[Start Page]

The swab in the horizontal wells is similar to swabbing in normal well. Swabbing effect can occur when the pipe is pulled off bottom for making up connection or when tripping out of hole. High rate of swab entering into the well can happen if swabbing occurs when tripping out of the hole. The length of horizontal section will be exposed to the differential swab pressure. On the other hand, the swab will be small when the pipe is pulled off bottom for making connection. In this case, you may see several small gas behind the bit which will show on the surface later.

Figure 1 - Swabbed Kick

Figure 1 – Swabbed Kick

You can swab the kick in the horizontal section while moving the pipe but the well may not flow because the vertical height of mud column does not change. It means that you still have the same hydrostatic pressure. Additionally, gas in the horizontal section will migrate up to high side of the wellbore only. The well will start flow when the gas is moved into deviated and/or vertical section.

 

Secondary Kick

This is when you have induce the second kick into the wellbore because of poor bottom hole pressure control resulting in hydrostatic pressure in the wellbore less than formation pressure. This problem can be mitigated by ensuring that the correct procedures are performed.

Figure 2 - sencodary kick

Figure 2 – Secondary Kick

 

Penetrate into New Formation

The well control in the horizontal section can be occurred when the well is drilled into new virgin reservoir which the reservoir pressure is unknown. This is very important that the horizontal well path will not cross the fault into virgin reservoir. For this case, you will see the response like the vertical or deviated wells. The positive well control indicators (well flow with pump off, increase in flow, pit gain) can be observed for this kind of kick.  Once the well is shut in, you will see shut in casing pressure and drill pipe pressure. It is not difficult to detect this kick when compared to swabbed kick.

[End Page]

## Prompt
Write out the passage on kicks in horizontal wells word for word, from "You can swab" to "procedures are performed.".

[Start Entries provided]

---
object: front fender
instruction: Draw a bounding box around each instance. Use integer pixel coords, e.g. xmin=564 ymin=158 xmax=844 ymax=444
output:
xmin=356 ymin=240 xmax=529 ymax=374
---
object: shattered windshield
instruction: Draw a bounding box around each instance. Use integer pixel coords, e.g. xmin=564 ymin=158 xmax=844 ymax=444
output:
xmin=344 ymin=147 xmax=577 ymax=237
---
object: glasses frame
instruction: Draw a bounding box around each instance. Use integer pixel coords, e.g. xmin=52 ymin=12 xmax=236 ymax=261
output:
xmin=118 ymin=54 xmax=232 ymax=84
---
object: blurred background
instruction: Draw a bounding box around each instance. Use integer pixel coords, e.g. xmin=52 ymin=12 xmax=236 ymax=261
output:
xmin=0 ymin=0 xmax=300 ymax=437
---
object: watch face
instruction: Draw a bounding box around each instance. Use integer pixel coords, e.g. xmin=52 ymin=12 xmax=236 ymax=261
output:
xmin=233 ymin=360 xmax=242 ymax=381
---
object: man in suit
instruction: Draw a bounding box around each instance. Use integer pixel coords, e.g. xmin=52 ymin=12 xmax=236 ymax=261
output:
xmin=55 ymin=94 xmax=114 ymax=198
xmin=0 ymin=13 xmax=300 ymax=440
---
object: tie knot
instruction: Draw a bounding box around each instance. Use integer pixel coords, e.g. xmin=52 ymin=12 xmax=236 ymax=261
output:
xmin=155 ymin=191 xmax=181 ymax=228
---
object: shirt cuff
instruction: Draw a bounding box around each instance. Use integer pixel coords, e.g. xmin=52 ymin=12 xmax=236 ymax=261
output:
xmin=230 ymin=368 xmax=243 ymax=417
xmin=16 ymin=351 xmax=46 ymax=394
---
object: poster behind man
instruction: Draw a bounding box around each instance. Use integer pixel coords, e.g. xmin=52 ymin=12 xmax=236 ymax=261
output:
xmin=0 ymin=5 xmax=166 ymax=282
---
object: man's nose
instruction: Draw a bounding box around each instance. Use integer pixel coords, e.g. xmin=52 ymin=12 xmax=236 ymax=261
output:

[End Entries provided]

## Solution
You can swab the kick in the horizontal section while moving the pipe but the well may not flow because the vertical height of mud column does not change. It means that you still have the same hydrostatic pressure. Additionally, gas in the horizontal section will migrate up to high side of the wellbore only. The well will start flow when the gas is moved into deviated and/or vertical section.

 

Secondary Kick

This is when you have induce the second kick into the wellbore because of poor bottom hole pressure control resulting in hydrostatic pressure in the wellbore less than formation pressure. This problem can be mitigated by ensuring that the correct procedures are performed.